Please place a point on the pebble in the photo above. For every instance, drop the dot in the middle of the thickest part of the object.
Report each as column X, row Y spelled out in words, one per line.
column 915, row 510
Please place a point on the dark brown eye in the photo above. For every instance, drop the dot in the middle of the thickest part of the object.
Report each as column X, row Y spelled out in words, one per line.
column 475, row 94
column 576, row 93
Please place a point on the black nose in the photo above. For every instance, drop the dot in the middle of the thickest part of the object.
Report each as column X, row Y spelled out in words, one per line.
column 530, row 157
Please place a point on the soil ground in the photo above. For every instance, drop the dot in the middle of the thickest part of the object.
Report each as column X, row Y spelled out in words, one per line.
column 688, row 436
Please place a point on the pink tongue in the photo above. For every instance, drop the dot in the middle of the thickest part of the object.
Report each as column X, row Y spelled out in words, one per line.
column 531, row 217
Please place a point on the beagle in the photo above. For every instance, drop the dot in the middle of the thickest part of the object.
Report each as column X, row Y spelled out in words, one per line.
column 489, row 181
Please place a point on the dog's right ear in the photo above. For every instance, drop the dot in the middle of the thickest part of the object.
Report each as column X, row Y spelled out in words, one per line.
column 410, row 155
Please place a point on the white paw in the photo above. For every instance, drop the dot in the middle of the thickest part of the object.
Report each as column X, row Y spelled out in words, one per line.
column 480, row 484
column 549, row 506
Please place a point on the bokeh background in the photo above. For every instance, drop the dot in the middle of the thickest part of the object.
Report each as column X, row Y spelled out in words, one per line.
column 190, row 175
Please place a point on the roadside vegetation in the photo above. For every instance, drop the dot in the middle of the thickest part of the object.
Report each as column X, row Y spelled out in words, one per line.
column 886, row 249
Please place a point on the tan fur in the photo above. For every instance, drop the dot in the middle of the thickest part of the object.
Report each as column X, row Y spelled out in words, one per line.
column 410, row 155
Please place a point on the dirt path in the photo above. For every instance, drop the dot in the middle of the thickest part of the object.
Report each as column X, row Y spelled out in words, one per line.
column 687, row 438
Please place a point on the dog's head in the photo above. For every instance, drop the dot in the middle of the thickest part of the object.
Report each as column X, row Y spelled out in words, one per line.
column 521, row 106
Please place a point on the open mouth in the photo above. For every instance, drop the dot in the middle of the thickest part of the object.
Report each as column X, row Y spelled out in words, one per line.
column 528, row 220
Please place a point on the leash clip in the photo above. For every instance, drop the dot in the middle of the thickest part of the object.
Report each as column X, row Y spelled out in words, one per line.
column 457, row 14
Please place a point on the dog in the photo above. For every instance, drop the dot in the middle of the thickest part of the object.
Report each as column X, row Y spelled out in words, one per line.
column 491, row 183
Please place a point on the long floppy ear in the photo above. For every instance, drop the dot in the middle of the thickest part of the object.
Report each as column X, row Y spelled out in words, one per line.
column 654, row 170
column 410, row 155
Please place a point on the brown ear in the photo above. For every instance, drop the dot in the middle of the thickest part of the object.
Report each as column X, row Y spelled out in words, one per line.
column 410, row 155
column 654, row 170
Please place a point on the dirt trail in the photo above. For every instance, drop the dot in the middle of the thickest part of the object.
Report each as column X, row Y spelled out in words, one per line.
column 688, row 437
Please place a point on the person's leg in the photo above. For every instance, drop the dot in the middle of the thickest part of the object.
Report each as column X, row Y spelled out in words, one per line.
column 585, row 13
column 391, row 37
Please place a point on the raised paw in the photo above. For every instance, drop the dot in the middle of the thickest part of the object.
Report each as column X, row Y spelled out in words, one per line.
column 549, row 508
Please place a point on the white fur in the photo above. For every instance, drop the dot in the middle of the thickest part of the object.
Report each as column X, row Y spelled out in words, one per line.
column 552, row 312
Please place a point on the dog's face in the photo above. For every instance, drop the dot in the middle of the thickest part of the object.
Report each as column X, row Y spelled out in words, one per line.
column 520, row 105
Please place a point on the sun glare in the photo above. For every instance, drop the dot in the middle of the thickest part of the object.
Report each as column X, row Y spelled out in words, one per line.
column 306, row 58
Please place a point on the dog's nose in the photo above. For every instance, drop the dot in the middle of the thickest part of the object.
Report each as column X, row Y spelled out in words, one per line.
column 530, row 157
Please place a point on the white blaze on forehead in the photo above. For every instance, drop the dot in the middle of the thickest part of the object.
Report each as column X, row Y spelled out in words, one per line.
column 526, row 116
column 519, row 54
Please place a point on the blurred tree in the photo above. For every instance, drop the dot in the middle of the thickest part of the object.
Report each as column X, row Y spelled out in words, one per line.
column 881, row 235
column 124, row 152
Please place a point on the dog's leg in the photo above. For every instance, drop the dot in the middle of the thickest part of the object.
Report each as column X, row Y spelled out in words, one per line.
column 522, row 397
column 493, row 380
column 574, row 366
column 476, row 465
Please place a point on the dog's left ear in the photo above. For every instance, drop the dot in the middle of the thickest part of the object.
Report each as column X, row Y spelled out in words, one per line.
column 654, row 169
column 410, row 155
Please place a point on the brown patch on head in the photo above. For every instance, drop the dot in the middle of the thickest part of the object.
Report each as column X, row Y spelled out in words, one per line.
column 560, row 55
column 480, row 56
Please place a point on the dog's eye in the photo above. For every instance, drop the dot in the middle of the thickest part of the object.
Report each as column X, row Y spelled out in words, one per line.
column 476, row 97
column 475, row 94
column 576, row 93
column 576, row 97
- - - - -
In the entries above, please find the line with "Please place a point on the person's" and the line with "Please place a point on the dog's left", then write out exactly those two lines and every line between them, and nothing more.

Please place a point on the person's leg in the photo above. For every instance, drop the dot in the middle of the thickest part of the object.
Report each as column X, row Y spelled out in words, one per line.
column 585, row 13
column 391, row 37
Please place a point on the raised paw in the photo above. For every instance, drop the dot in the middle of the thickest part of the object.
Report each as column X, row Y spelled out in words, one per line.
column 549, row 508
Please place a point on the white fur in the photo above. For every instance, drop the dot in the middle of the thickest part of the object.
Report each as column X, row Y spelled out in words, one per line.
column 552, row 312
Please place a point on the dog's face in the photo above. For every instance, drop the dot in the middle of the thickest part of the object.
Report each as column X, row Y spelled out in words, one per line.
column 520, row 105
Please place a point on the sun glare in the photo above. For every instance, drop the dot in the middle of the thickest part of the object.
Report each as column X, row Y spelled out in words, one per line.
column 306, row 58
Please place a point on the dog's nose in the photo above. For every instance, drop the dot in the middle of the thickest part of the object.
Report each as column X, row Y spelled out in words, one per line.
column 530, row 157
Please place a point on the white blaze on forehead in the photo above. For every instance, drop the dot in the middle of the thickest part of the object.
Report each as column X, row Y spelled out in words, one per line.
column 526, row 116
column 519, row 54
Please place a point on the blurred tree in the photo above. For every instance, drop the dot in the middle of the thickest part of the object.
Report each as column X, row Y spelled out in words, one per line.
column 881, row 235
column 124, row 152
Please place a point on the dog's leg in the photo above. For every instance, drop the dot in the middle of the thickest part of the object.
Report each as column X, row Y spelled out in words, one per line.
column 522, row 397
column 493, row 380
column 574, row 366
column 476, row 465
Please place a point on the dog's left ear in the photo above. For every instance, drop the dot in the middle of the thickest part of the object.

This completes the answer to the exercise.